## EXERCISE AIM
In this exercise, retype exactly the lines from the start of the entries through the line bearing "TARGET = pine tree", leaving every picture out.

--*--

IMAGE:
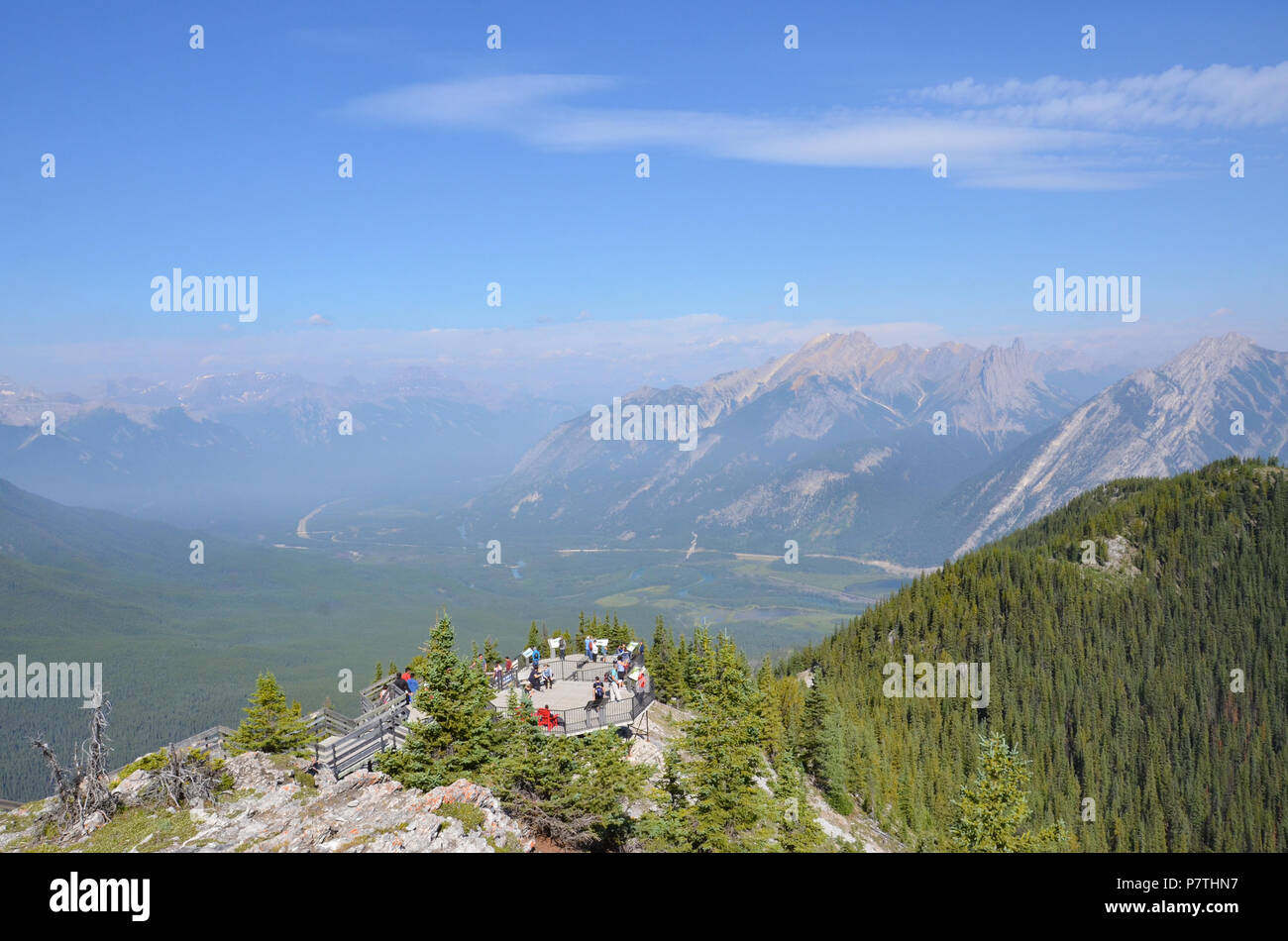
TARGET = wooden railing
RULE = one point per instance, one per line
(377, 731)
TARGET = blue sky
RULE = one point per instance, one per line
(518, 166)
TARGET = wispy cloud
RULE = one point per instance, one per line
(1051, 133)
(1215, 97)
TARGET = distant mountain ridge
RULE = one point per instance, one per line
(835, 446)
(784, 447)
(227, 442)
(1155, 422)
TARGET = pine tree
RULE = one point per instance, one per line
(458, 735)
(725, 808)
(270, 725)
(772, 733)
(992, 808)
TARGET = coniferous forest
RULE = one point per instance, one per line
(1141, 675)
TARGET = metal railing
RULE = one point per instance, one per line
(596, 713)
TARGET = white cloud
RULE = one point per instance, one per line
(1218, 95)
(1046, 134)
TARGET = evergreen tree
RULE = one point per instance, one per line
(270, 725)
(992, 808)
(725, 808)
(458, 735)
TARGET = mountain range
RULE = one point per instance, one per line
(903, 454)
(258, 442)
(912, 455)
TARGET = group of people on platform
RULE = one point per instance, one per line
(403, 686)
(612, 686)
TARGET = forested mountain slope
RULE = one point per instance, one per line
(1117, 679)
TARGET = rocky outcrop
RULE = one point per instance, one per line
(275, 807)
(364, 812)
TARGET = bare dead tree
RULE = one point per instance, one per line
(82, 787)
(187, 778)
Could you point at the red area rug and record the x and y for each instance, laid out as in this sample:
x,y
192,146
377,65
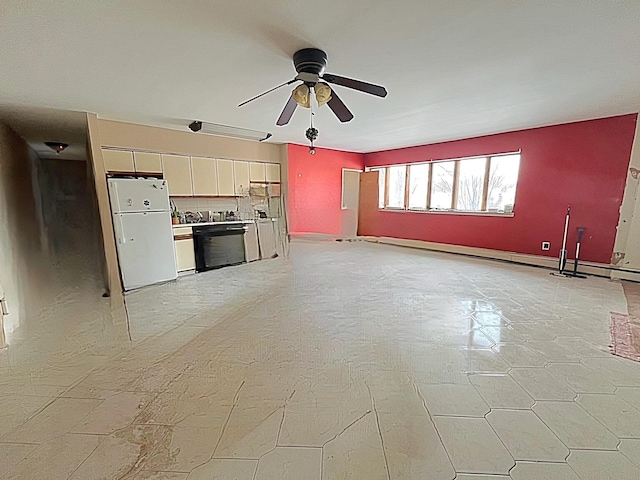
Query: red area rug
x,y
625,329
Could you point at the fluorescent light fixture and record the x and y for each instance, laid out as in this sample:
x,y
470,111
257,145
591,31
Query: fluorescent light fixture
x,y
228,131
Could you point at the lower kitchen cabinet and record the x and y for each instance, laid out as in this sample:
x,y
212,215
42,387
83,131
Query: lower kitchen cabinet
x,y
185,257
251,246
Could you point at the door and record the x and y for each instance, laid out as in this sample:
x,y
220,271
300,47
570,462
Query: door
x,y
368,204
145,248
350,199
137,195
177,172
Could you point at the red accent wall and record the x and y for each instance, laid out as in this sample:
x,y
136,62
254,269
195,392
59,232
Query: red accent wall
x,y
583,164
315,188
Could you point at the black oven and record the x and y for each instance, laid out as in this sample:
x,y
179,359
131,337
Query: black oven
x,y
218,245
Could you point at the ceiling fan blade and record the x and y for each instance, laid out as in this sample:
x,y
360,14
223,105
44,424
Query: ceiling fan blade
x,y
287,112
268,91
365,87
338,107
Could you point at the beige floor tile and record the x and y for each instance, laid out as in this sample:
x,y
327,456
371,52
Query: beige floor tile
x,y
484,361
526,437
314,427
473,446
631,395
455,400
290,463
501,391
518,355
502,334
146,475
357,449
124,452
591,465
553,352
115,412
413,448
620,372
225,469
464,476
251,432
630,448
17,409
575,427
55,420
56,459
321,335
580,378
12,454
185,448
543,471
616,414
541,385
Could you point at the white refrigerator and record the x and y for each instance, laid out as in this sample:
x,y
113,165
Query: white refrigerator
x,y
142,226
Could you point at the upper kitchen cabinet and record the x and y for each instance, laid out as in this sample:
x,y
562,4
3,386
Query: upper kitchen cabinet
x,y
177,173
273,172
205,176
146,162
241,177
226,184
118,161
257,172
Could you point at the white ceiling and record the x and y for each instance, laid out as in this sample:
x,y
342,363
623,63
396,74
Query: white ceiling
x,y
453,68
38,125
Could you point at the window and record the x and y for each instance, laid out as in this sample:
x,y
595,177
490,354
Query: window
x,y
382,172
397,181
442,185
418,186
478,184
503,177
470,191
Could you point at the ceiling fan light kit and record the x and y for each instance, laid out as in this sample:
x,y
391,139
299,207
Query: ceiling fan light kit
x,y
228,131
310,64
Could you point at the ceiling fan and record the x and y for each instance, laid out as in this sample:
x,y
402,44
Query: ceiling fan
x,y
310,64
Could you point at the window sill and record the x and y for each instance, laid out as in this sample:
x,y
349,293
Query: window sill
x,y
449,212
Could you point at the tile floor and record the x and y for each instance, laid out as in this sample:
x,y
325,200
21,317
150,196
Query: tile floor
x,y
346,361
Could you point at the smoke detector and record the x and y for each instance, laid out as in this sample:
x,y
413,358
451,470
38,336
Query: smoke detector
x,y
56,146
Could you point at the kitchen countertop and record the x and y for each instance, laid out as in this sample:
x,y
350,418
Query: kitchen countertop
x,y
219,223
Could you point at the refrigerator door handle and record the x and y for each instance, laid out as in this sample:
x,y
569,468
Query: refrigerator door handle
x,y
119,230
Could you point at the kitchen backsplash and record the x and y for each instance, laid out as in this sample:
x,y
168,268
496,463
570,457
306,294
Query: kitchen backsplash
x,y
245,206
199,204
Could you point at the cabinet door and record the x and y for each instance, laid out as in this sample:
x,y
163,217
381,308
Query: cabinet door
x,y
205,176
118,161
185,257
147,162
257,172
241,177
273,172
177,173
225,178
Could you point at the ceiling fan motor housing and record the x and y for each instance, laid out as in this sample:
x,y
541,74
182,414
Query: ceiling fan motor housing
x,y
310,60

--*--

## RESULT OF THIS TASK
IMAGE:
TARGET = wooden railing
RULE = one point per instance, one per line
(377, 731)
TARGET = blue sky
RULE = one point per instance, one per line
(518, 166)
TARGET = wispy cloud
RULE = one point per instance, one per line
(1051, 133)
(1215, 97)
TARGET = distant mountain ridge
RULE = one point per instance, one per line
(835, 446)
(784, 447)
(227, 442)
(1155, 422)
TARGET = pine tree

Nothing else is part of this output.